> [Task instructions]
From top to bottom, print the listing word for word and skip any pictures it contains.
[Records for processing — start]
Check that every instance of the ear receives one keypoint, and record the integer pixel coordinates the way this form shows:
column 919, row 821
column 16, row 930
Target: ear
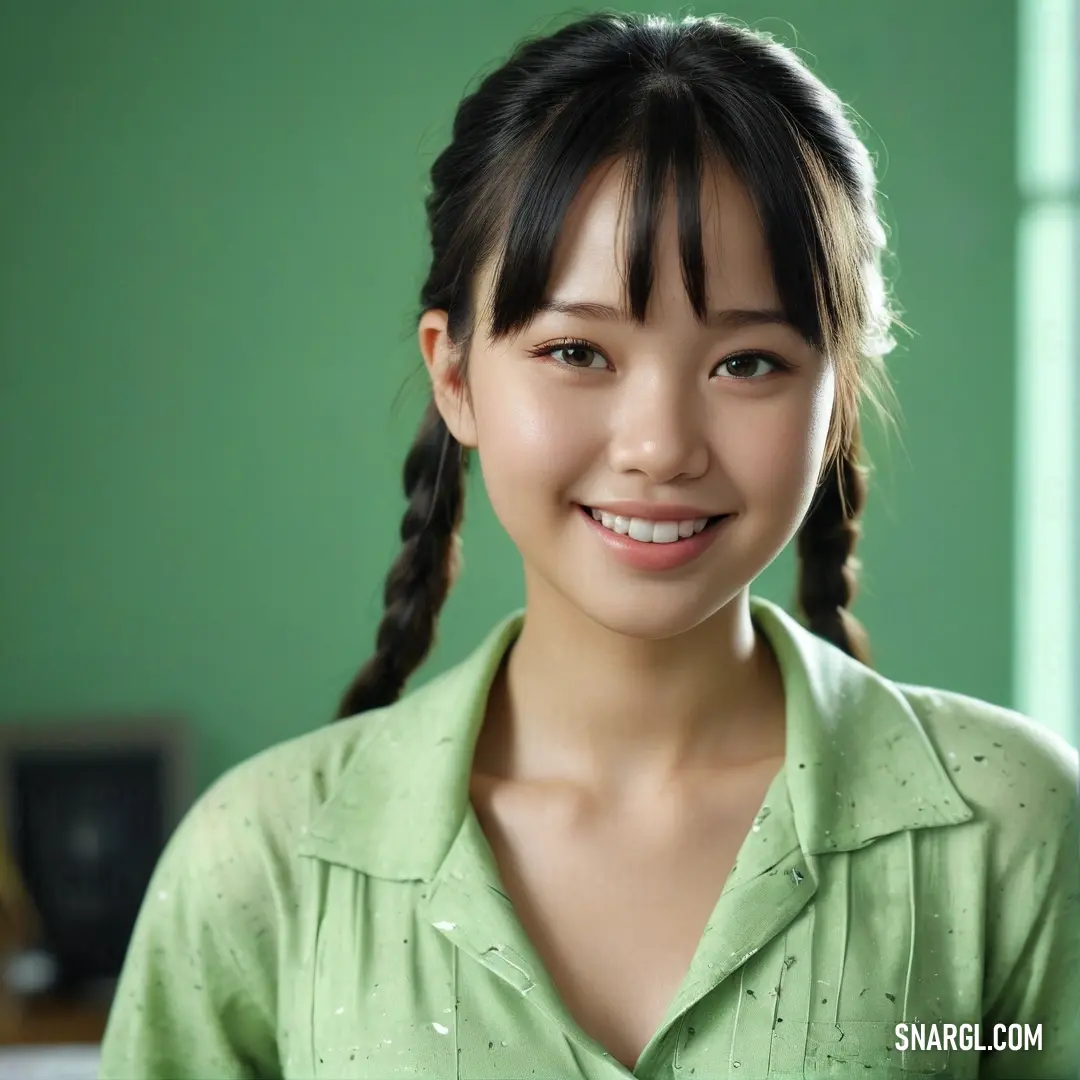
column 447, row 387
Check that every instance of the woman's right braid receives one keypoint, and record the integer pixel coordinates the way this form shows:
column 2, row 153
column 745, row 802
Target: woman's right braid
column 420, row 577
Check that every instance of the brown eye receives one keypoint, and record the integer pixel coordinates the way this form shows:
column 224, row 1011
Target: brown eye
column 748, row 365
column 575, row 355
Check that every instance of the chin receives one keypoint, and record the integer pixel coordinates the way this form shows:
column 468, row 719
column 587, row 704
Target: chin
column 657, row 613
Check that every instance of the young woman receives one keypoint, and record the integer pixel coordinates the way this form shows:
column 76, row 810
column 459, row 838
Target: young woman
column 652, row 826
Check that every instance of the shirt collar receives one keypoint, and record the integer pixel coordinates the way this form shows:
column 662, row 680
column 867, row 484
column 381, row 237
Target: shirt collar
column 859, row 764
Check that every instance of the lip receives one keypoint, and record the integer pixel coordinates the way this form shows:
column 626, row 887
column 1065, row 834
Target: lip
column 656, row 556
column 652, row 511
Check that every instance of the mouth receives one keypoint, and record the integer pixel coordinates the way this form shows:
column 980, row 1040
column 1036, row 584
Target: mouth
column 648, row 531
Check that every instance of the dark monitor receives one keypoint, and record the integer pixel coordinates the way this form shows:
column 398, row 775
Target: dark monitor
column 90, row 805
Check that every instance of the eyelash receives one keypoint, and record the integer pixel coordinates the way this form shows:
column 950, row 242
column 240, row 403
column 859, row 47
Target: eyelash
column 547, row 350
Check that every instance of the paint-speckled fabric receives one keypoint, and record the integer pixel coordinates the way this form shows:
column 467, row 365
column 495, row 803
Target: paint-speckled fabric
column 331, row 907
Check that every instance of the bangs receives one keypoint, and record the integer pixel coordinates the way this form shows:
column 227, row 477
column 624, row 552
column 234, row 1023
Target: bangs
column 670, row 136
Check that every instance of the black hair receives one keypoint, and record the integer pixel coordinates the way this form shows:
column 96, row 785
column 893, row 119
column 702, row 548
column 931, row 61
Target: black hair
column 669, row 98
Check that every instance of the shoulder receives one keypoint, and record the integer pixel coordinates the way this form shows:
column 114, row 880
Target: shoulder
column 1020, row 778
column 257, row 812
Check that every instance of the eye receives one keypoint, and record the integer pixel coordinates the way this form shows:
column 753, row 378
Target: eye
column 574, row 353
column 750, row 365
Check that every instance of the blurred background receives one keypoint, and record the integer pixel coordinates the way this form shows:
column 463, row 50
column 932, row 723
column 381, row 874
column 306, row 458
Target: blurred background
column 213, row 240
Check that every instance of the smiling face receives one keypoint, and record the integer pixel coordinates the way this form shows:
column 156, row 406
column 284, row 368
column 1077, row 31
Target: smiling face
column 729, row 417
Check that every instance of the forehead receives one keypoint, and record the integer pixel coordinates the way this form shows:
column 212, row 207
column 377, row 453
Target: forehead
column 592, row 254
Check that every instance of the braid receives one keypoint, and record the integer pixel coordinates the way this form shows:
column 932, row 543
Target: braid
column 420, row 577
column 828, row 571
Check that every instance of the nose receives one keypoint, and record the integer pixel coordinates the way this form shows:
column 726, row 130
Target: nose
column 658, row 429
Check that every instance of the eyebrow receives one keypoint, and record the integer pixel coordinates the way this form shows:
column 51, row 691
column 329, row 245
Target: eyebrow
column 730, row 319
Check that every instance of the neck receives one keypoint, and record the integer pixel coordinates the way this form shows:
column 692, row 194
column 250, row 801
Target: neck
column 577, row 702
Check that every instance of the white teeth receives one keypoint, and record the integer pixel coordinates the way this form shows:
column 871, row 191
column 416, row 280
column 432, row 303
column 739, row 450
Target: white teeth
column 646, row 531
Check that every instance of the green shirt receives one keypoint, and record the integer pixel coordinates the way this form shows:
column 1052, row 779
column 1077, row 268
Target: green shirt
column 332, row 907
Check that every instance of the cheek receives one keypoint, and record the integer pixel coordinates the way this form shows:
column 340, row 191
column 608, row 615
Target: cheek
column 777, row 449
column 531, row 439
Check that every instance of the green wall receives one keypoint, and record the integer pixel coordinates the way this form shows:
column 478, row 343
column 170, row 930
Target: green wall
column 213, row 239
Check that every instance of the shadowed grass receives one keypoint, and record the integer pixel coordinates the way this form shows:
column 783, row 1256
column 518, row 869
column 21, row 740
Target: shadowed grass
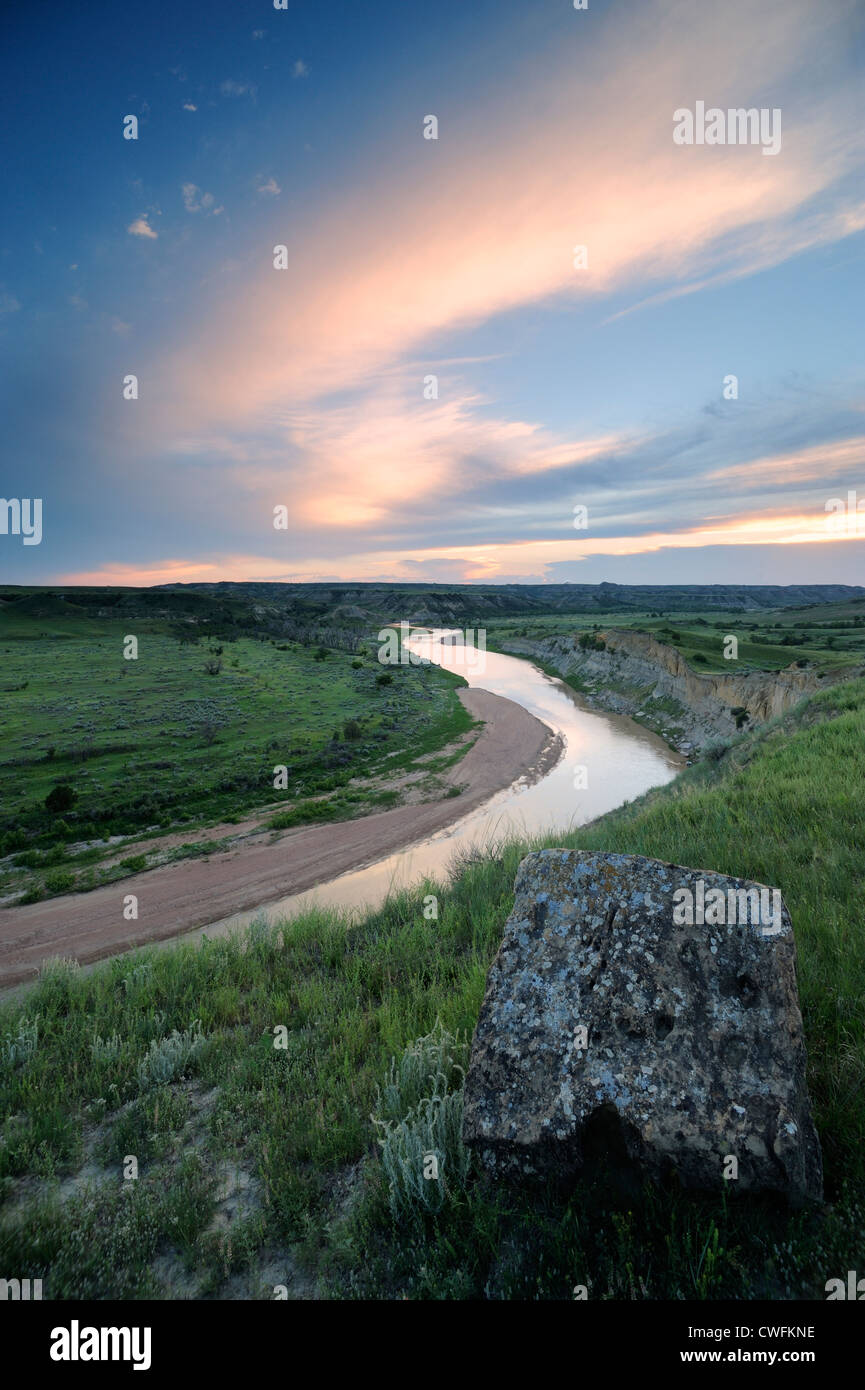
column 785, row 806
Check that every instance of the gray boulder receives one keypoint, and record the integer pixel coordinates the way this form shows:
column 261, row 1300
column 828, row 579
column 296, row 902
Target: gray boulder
[Records for processing — finish]
> [Task output]
Check that every instance of the ear receives one keypoint, and record the integer pixel coordinates the way this form shows:
column 919, row 821
column 16, row 930
Target: ear
column 447, row 387
Check that every instance of the woman's right braid receives one keypoint, and record the integer pixel coordinates the way this form shows:
column 2, row 153
column 745, row 802
Target: woman's right braid
column 420, row 577
Check that every instance of the brown eye receives one keypoint, and record the integer pixel coordinates the way this form shows:
column 224, row 1011
Target: brown eye
column 748, row 365
column 575, row 355
Check that every instance of the chin receives one keypoint, and record the integer pixel coordinates the way this form shows:
column 468, row 719
column 587, row 704
Target: chin
column 657, row 613
Check that every instance of the young woman receives one keypoint, and record the integer pixel coordinates the way this form shows:
column 76, row 810
column 459, row 838
Target: young woman
column 652, row 826
Check that every instance of the shirt collar receives one keypoint, and record the integer pixel coordinates the way this form shows:
column 662, row 680
column 867, row 484
column 381, row 237
Target: shirt collar
column 859, row 764
Check that every instance of the lip receives one keypoint, and record the integer pixel coordinates the way this form shows:
column 626, row 887
column 1065, row 834
Target: lip
column 656, row 556
column 652, row 511
Check that every instance of the mouth receives one keypoint, and record the integer pixel coordinates the way this form shows:
column 980, row 1040
column 1036, row 584
Target: mouth
column 648, row 531
Check that every instance of the dark monitor receives one keypoint, and record the integer pixel coordinates the way this form shows:
column 398, row 775
Target: dark monitor
column 90, row 805
Check that every instance of the eyelash receives one keypoint, and record the integer pixel coordinates the way this form shows:
column 950, row 242
column 240, row 403
column 859, row 47
Target: eyelash
column 547, row 350
Check that every instance of the paint-speckled fabric receives one keypoint, and record the integer pixel coordinates the way this form shows:
column 467, row 365
column 495, row 803
Target: paint-speckled fabric
column 331, row 907
Check that every instance of the bangs receives one keypoint, and record the integer pixel coordinates the way this form shows:
column 227, row 477
column 624, row 552
column 234, row 1023
Target: bangs
column 670, row 136
Check that every instance of the black hair receives one keypoint, and record the integer pixel coordinates the way this form shows:
column 96, row 785
column 893, row 119
column 702, row 548
column 931, row 61
Target: black hair
column 669, row 98
Check that every instance of the shoulder receives one keypoint, and record the integer pixel coordinates the way this form shows:
column 114, row 880
Target: shoulder
column 1020, row 778
column 257, row 812
Check that every instance of the eye receives one keypoint, and record the integer pixel coordinates the way this form shows:
column 753, row 378
Target: eye
column 574, row 353
column 750, row 365
Check that every instance of the blurred background receives one keypoint, and record the integer pixel coordinates the way this form shows:
column 463, row 50
column 932, row 723
column 381, row 874
column 306, row 458
Target: blurred background
column 213, row 240
Check that every instance of the smiling face receives one keypoint, and record the integer pixel coordinates the way this form shows:
column 156, row 406
column 284, row 368
column 1077, row 31
Target: smiling face
column 729, row 417
Check that every instance of the forehead receives one keypoint, and record the integer pixel coordinates the way this form shows:
column 212, row 207
column 377, row 453
Target: forehead
column 592, row 254
Check that every instance of the braid receives one keypoint, and record the integer pixel coordinates the way this form shows:
column 932, row 543
Target: braid
column 420, row 577
column 828, row 571
Check that every instance of the nose receives one keypoint, and record the integer pixel coordinates the way this form shows:
column 726, row 130
Target: nose
column 658, row 429
Check that every instance of the eyebrow receives one keypoint, and record the integer pixel coordinates the way this form shows:
column 51, row 691
column 329, row 245
Target: eyebrow
column 730, row 319
Check that every instance of the neck receives one keypoint, and record the integer pixel coordinates the way this form shows:
column 692, row 194
column 250, row 801
Target: neck
column 577, row 702
Check that every instance of the white teeth receives one keypoint, and record the integer pixel coordinates the way this form shows:
column 871, row 191
column 416, row 280
column 432, row 303
column 739, row 450
Target: white teeth
column 646, row 531
Check that every instance of the green shirt receives one keypoint, and record the integer pixel coordinates the way this form shows:
column 1052, row 779
column 1077, row 268
Target: green shirt
column 332, row 907
Check that every instance of the cheek receives one keypoint, and record the integer pixel coordinates the way this form shows:
column 340, row 191
column 608, row 615
Target: cheek
column 777, row 449
column 531, row 439
Check that every instance of the green wall receives one keypoint, and record the integer pixel coordinates the way this form shows:
column 478, row 343
column 170, row 930
Target: green wall
column 213, row 239
Check that every instance of the shadowed grass receives one keypoint, and record the integer pixel coordinates the way this form shows:
column 783, row 1256
column 518, row 869
column 21, row 740
Target: shadowed grass
column 785, row 806
Check that every instance of the gray boulder receives one keypoint, and record the integer pixel coordinates the way this form shows:
column 261, row 1300
column 828, row 579
column 296, row 902
Target: gray boulder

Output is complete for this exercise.